**Page extract**
* * *

08/03/2006 12:00AM

Coach Jimi Lee looks a lock in Prairie Sprint


Coach Jimi Lee looms as a short-priced standout when he faces five rivals in Saturday's $75,000 Prairie Meadows Sprint Stakes going six furlongs.

In his most recent start, Coach Jimi Lee won the $125,000 Iowa Sprint Handicap at Prairie Meadows by 4 3/4 lengths over Grade 1 winner Bishop Court Hill, clocking the six furlongs in 1:08.29. The victory was Coach Jimi Lee's third straight in the Iowa Sprint Handicap, and the competition he faces Saturday doesn't look nearly as strong.

Jimmy DiVito trains and co-owns Coach Jimi Lee, a 6-year-old gelded son of Roar who sports a career record of 14-8-3 from 36 starts, good for $772,068 in earnings. Coach Jimi Lee is the Prairie Meadows track record-holder at six furlongs with a 1:07.85 clocking in his first Iowa Sprint Handicap victory back in 2004.

If Coach Jimi Lee runs anywhere near his best, it is hard to foresee him losing on Saturday. He has recorded Beyer Speed Figures over the 100 mark in five of his past eight starts, while none of his rivals in the Sprint has ever recorded a triple-digit Beyer Figure. Eduardo Perez has a return call on Coach Jimi Lee, who is the 124-pound highweight under the allowance conditions of the Sprint.

If Coach Jimi Lee doesn't fire, the mostly likely winner would be Dragooner, a 4-year-old gelded son of Siphon. One of many good claims by owner Maggi Moss over the past year, Dragooner has a record of 3-2-1 from eight starts, good for nearly $70,000 in earnings, since Moss claimed him for $25,000 on Jan. 13.

Prairie Meadows's all-time leading trainer, Dick Clark, trains Dragooner, who should be near the lead under jockey Glenn Corbett.

Remington: Catch Sweepingly

The 12-year-old Proven Cure must run down Sweepingly in order to defend his title in the $50,000 Brother Brown Stakes at Remington Park.

The five-furlong turf sprint is for 3-year-olds and upward, and it drew a strong mix of horses, including main-track stakes winners Top Commander and Premier Dance.

Sweepingly registered the biggest win of his career on turf, when he led throughout in the $100,000 Beck Auto Group Turf Sprint at Lone Star Park on May 29. That race came during a streak in which Sweepingly won five straight races.

"He's a speedster, that's his game," said Chris Hartman, who trains Sweepingly. "He just gets on the lead and he zones in."

Sweepingly comes into the Brother Brown off a third-place finish in a main-track optional claimer at Lone Star on July 23. Alfredo Juarez Jr. has the mount on the gelding.

Proven Cure will benefit if the pace is lively. He rallied from seventh to win the Brother Brown by three-quarters of a length last year at Remington. In his most recent start, Proven Cure closed fast for a three-length win in the $40,000 Littlebitlively at five furlongs on turf at Lone Star on April 22.

* * *

**Problem 1**
According to the racing article, who trains Sweepingly?
**Problem 2**
Show every line in the rows below that contains the string "green".

**Records provided**
* * *

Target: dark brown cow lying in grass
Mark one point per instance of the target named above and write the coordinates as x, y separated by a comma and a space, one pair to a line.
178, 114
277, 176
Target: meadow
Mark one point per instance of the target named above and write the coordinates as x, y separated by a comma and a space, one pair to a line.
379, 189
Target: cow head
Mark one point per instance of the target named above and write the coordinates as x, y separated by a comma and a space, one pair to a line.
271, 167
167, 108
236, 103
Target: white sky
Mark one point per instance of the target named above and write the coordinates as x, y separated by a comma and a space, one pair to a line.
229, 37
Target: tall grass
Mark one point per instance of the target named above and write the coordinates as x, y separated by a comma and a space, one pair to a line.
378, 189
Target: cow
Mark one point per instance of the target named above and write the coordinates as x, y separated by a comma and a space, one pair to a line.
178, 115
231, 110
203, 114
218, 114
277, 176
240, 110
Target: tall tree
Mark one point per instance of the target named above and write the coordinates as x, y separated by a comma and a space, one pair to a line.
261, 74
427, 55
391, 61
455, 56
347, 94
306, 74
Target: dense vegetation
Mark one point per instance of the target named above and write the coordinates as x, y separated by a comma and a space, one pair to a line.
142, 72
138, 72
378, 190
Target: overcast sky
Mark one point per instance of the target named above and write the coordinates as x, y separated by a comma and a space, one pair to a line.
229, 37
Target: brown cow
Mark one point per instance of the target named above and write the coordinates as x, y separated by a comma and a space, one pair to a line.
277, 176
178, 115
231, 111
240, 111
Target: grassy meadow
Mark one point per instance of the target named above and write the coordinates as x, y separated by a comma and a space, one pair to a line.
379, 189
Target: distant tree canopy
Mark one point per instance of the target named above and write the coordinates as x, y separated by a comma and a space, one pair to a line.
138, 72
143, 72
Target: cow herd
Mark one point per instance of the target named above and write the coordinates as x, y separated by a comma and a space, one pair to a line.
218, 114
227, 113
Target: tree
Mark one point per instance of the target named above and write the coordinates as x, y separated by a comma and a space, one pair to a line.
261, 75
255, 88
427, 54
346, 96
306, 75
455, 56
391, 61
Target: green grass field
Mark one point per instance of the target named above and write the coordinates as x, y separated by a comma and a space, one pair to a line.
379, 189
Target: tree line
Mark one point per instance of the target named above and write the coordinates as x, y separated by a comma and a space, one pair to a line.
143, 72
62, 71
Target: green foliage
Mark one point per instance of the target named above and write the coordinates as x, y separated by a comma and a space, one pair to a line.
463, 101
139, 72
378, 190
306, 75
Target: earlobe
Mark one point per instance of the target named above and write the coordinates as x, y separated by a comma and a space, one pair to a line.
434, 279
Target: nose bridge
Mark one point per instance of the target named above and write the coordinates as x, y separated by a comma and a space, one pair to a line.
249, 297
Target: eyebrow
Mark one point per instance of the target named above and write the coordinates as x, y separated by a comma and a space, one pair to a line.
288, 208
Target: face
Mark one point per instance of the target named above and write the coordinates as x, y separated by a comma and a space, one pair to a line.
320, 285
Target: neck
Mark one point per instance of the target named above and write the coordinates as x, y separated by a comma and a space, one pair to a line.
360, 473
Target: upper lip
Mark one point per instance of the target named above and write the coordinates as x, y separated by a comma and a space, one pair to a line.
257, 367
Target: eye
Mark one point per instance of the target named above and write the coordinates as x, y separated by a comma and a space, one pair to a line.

* * *

**Response 1**
Chris Hartman

**Response 2**
Target: green grass field
Target: green foliage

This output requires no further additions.